THE EXERCISE: Begin at the line that has "trace: worker wearing white helmet" and stop after the last of the rows, rewriting every line in that span and not only the answers. Offset each coordinate in the answer outlines by adding 101, and leave every other number unchanged.

***** SUPPLIED ENTRIES

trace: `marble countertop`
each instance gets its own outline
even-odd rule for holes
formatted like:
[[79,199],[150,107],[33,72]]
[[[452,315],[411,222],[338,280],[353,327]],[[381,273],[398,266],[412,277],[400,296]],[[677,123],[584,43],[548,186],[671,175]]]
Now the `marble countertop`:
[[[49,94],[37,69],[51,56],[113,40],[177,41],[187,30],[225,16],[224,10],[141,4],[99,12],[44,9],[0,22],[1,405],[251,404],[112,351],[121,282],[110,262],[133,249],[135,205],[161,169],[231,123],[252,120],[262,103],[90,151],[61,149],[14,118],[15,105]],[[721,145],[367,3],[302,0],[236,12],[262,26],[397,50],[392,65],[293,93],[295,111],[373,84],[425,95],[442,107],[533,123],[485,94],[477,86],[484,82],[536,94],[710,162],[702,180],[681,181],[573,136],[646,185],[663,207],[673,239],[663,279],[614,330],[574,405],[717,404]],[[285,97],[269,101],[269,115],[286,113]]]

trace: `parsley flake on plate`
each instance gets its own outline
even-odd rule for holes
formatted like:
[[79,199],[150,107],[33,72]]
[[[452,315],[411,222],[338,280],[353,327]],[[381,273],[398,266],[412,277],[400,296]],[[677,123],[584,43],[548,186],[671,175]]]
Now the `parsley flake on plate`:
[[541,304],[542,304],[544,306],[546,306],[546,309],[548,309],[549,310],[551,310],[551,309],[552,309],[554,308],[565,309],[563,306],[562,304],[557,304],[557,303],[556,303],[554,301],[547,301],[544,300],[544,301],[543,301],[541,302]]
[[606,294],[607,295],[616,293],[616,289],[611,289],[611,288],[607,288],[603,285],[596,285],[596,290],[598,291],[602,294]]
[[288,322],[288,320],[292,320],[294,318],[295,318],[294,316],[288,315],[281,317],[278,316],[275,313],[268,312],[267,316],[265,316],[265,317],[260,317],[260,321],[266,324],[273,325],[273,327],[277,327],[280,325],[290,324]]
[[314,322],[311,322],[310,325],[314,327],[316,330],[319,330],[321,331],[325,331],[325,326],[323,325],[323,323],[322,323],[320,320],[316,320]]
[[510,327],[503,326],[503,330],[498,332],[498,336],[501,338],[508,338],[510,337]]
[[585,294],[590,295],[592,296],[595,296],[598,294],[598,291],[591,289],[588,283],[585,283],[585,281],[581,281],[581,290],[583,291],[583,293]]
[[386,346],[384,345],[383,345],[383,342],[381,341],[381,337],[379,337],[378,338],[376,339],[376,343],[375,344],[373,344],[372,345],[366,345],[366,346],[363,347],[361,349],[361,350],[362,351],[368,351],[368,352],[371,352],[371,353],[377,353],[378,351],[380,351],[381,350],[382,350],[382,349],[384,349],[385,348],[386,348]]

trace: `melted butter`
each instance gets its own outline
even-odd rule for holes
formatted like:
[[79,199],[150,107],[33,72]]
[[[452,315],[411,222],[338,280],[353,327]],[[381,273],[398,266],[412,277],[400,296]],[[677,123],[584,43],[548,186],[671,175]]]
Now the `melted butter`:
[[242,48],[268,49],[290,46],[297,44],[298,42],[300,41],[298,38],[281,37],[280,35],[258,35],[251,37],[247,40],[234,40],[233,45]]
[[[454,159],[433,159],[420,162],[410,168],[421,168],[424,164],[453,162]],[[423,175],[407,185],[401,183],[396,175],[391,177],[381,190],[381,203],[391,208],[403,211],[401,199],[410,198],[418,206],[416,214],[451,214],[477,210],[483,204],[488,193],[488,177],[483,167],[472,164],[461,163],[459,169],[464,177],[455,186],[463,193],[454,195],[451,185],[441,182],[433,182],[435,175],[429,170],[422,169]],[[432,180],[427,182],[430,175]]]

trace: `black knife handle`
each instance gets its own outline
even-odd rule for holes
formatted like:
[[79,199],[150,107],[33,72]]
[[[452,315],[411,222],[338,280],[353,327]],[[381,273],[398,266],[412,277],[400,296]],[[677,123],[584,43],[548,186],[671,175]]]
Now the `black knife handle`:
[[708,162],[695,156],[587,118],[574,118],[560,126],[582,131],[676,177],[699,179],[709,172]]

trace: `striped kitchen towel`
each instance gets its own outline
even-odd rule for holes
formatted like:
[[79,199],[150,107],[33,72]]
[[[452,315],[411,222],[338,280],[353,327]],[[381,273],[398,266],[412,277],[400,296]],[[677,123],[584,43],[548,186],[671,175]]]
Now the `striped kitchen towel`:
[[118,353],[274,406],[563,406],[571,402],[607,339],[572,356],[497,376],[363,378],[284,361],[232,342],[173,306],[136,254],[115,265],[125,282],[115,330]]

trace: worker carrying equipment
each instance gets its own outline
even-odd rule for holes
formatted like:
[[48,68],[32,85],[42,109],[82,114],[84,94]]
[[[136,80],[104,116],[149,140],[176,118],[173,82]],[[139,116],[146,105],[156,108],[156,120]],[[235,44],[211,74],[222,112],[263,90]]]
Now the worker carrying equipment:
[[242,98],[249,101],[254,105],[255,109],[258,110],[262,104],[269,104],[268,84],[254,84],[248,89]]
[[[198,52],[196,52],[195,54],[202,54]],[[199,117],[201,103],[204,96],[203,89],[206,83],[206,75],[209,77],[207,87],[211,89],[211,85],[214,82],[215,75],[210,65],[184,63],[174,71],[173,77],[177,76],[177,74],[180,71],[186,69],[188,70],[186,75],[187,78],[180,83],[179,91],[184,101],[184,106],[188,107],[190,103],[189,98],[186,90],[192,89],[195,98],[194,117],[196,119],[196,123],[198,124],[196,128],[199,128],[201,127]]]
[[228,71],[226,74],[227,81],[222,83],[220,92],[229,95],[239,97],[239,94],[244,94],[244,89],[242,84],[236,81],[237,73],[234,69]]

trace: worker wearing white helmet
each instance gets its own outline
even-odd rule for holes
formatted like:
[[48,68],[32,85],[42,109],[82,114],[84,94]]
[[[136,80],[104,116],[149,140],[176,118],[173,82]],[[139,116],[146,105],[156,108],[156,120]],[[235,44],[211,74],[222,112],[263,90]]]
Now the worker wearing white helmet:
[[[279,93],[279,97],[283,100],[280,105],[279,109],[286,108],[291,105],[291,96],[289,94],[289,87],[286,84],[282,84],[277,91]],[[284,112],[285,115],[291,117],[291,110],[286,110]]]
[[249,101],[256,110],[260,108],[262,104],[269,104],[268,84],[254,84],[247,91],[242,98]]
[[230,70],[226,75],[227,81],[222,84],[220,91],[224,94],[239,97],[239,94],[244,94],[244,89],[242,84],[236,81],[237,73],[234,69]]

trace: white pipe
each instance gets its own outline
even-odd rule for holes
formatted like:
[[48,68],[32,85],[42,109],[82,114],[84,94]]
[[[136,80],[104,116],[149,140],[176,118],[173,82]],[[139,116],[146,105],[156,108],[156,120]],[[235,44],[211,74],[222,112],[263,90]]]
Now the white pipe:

**********

ANSWER TO THE EXERCISE:
trace: worker wearing white helmet
each instance gets its own outline
even-odd rule for holes
formatted like:
[[48,68],[32,85],[42,109],[82,114],[84,94]]
[[[136,80],[104,116],[149,140],[176,118],[173,82]],[[139,116],[146,105],[156,108],[156,120]],[[235,44],[211,74],[222,112],[263,90]]]
Now the worker wearing white helmet:
[[[380,194],[380,198],[384,201],[381,206],[380,210],[387,209],[392,206],[392,197],[390,195],[390,188],[387,185],[383,185],[378,192]],[[385,213],[386,216],[392,218],[392,211],[387,211]]]
[[350,202],[357,211],[361,209],[363,205],[370,205],[369,185],[355,185],[348,192],[343,199]]
[[331,171],[327,176],[328,182],[323,185],[321,192],[325,195],[340,198],[340,195],[345,195],[345,190],[343,185],[337,182],[338,174],[335,170]]

trace: white pipe
each instance gets its own outline
even-odd rule for holes
formatted like:
[[48,68],[32,85],[42,109],[82,114],[84,94]]
[[[136,80],[104,116],[149,140],[176,118],[173,82]],[[139,116],[146,105],[156,108],[156,120]],[[235,44],[211,74],[222,112],[263,90]]]
Now the white pipe:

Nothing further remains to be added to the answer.